# Given passage
____________

Turner v. Baird

Decision Date08 February 2022
Docket Number599 WDA 2020
Citation270 A.3d 556
Parties Jesse TURNER and Marta M. Baker, Appellees v. The ESTATE OF David BAIRD and Margaret Puskar Executor and Margaret Puskar, Appellants
CourtPennsylvania Superior Court

Justin P. Schantz, Greensburg, for appellants.

David A. Colecchia, Greensburg, for appellants.

Kristy L. Rizzo, Greensburg, for appellees.

BEFORE: STABILE, J., KUNSELMAN, J., and PELLEGRINI, J.*

OPINION BY STABILE, J.:

Appellants, The Estate of David Baird and Margaret Puskar, Executor and Margaret Puskar in her own right, appeal from a September 29, 2020 order. Finding the trial court lacked subject matter jurisdiction over this action, we vacate.1

The parties to this action own neighboring properties. At issue is a boundary dispute and the parties' use of an abandoned roadway that runs between the parties' property. We used the term "abandoned" advisedly, as the trial court found that the roadway was abandoned—but never formally vacated—by the Borough of South Greensburg (the "Borough"). Non-Jury Trial Opinion and Order of Court, 6/5/19, at 8-9. Because the Borough has not formally vacated the roadway, and because use of the roadway is in dispute in this matter, the Borough is an interested and indispensable party to this action. As such, we are constrained to vacate the trial court' order for lack of subject matter jurisdiction.

____________

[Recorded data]
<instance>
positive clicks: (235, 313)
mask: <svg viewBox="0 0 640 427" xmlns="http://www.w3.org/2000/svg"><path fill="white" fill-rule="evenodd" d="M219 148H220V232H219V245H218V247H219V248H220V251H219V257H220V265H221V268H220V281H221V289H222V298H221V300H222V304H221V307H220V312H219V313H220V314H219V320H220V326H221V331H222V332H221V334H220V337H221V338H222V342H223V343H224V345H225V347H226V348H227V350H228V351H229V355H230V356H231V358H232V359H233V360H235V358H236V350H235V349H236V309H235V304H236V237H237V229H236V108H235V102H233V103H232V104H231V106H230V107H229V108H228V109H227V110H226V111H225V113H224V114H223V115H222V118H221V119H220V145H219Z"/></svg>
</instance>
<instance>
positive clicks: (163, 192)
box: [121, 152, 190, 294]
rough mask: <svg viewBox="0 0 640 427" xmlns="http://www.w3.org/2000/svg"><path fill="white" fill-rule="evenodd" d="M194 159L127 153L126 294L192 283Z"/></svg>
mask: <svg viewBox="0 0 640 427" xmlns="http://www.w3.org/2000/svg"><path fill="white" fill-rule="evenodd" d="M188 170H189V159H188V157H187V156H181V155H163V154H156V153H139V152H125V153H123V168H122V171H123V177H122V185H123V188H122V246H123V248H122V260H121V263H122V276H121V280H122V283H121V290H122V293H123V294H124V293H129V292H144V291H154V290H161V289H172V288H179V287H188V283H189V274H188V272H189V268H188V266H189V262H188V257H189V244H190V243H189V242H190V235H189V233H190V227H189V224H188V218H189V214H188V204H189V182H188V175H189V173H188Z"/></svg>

____________

# Brief A
In the court opinion, which borough abandoned the roadway between the properties without formally vacating it?
# Brief B
Put the lines of the listing into a numbered list, leaving out blank lines, starting with the line containing "rough mask: <svg" and going on through the end of the listing.

# Response area A
The Borough of South Greensburg.

# Response area B
1. rough mask: <svg viewBox="0 0 640 427" xmlns="http://www.w3.org/2000/svg"><path fill="white" fill-rule="evenodd" d="M194 159L127 153L126 294L192 283Z"/></svg>
2. mask: <svg viewBox="0 0 640 427" xmlns="http://www.w3.org/2000/svg"><path fill="white" fill-rule="evenodd" d="M188 170H189V159H188V157H187V156H181V155H163V154H156V153H139V152H125V153H123V168H122V171H123V177H122V185H123V188H122V246H123V248H122V260H121V263H122V276H121V280H122V283H121V290H122V293H123V294H124V293H129V292H144V291H154V290H161V289H172V288H179V287H188V283H189V274H188V272H189V268H188V266H189V262H188V257H189V244H190V243H189V242H190V235H189V233H190V227H189V224H188V218H189V214H188V204H189V182H188V175H189V173H188Z"/></svg>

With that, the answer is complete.